◆ Assigned task ◆
List every line in the entries below that contains the word "positive", copying each such line in full.
(Beginning of Records for the task)
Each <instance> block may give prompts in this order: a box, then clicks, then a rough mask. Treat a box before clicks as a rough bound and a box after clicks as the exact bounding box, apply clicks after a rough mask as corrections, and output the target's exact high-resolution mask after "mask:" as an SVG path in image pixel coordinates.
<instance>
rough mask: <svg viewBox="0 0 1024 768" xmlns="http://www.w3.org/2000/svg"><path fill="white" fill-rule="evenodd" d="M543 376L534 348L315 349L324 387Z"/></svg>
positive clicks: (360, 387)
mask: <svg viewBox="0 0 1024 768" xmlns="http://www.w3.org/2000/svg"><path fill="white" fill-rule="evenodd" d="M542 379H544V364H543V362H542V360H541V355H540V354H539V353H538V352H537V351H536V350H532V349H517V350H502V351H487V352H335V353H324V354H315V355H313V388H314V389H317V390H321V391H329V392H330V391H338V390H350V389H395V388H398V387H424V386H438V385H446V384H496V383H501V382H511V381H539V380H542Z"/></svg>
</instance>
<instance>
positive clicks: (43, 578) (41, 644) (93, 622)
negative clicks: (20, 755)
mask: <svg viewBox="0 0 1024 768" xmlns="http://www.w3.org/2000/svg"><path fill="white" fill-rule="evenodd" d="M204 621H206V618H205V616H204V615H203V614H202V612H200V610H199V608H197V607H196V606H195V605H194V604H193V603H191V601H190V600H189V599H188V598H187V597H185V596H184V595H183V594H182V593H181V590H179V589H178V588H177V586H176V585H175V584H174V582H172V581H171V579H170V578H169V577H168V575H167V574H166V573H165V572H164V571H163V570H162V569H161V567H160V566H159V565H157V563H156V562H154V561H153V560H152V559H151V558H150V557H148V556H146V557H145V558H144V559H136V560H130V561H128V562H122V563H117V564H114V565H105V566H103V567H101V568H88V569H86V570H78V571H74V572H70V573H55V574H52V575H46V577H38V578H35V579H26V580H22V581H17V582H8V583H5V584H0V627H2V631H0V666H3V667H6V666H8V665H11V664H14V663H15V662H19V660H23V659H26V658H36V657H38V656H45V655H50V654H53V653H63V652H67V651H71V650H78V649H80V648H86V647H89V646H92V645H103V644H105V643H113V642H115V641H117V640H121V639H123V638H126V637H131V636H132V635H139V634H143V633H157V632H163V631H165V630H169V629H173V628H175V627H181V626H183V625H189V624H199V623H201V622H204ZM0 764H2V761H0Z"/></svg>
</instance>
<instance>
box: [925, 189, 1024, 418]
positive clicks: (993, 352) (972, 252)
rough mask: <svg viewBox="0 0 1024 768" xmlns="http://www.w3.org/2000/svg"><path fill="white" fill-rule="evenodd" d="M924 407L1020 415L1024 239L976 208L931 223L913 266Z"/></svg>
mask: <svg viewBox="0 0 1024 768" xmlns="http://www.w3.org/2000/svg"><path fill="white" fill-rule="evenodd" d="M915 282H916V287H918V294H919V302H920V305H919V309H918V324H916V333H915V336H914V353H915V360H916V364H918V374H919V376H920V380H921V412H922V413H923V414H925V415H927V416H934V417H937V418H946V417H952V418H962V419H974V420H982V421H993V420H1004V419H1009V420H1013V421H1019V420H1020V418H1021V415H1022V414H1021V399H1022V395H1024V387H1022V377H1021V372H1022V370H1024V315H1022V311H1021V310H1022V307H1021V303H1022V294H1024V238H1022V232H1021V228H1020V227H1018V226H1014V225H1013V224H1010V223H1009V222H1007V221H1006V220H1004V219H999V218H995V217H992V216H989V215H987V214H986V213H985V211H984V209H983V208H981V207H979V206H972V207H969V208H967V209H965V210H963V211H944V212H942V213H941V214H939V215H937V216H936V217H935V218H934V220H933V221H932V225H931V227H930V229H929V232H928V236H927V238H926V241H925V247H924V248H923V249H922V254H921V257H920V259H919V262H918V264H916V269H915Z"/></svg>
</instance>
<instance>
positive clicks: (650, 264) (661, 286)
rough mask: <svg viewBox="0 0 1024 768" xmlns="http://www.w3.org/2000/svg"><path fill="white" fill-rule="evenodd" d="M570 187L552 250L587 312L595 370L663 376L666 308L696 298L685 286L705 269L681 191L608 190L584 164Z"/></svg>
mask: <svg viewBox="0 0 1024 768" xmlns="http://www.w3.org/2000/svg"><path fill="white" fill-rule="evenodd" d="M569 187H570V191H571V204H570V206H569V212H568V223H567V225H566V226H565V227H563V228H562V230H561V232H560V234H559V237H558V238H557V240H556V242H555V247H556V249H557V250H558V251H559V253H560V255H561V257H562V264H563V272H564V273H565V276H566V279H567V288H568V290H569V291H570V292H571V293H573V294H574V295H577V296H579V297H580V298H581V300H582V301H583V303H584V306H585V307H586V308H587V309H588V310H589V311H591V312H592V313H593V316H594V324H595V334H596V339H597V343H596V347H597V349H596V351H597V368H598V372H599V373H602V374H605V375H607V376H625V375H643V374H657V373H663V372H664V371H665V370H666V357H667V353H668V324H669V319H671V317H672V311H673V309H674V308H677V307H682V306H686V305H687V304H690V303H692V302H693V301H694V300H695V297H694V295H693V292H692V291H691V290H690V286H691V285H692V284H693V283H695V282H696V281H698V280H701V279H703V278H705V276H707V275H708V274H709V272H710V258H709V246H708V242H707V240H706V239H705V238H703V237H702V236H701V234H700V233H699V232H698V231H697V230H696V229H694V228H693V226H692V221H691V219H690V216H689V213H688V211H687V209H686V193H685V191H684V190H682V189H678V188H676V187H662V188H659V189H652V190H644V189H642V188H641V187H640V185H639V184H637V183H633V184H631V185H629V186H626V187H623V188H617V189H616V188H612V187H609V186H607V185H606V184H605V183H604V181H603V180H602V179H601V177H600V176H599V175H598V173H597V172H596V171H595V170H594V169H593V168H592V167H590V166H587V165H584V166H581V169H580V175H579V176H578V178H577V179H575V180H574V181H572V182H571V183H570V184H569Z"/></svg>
(End of Records for the task)
◆ Exercise result ◆
positive clicks: (360, 387)
positive clicks: (43, 578) (41, 644) (93, 622)
positive clicks: (993, 352) (972, 252)
positive clicks: (650, 264) (661, 286)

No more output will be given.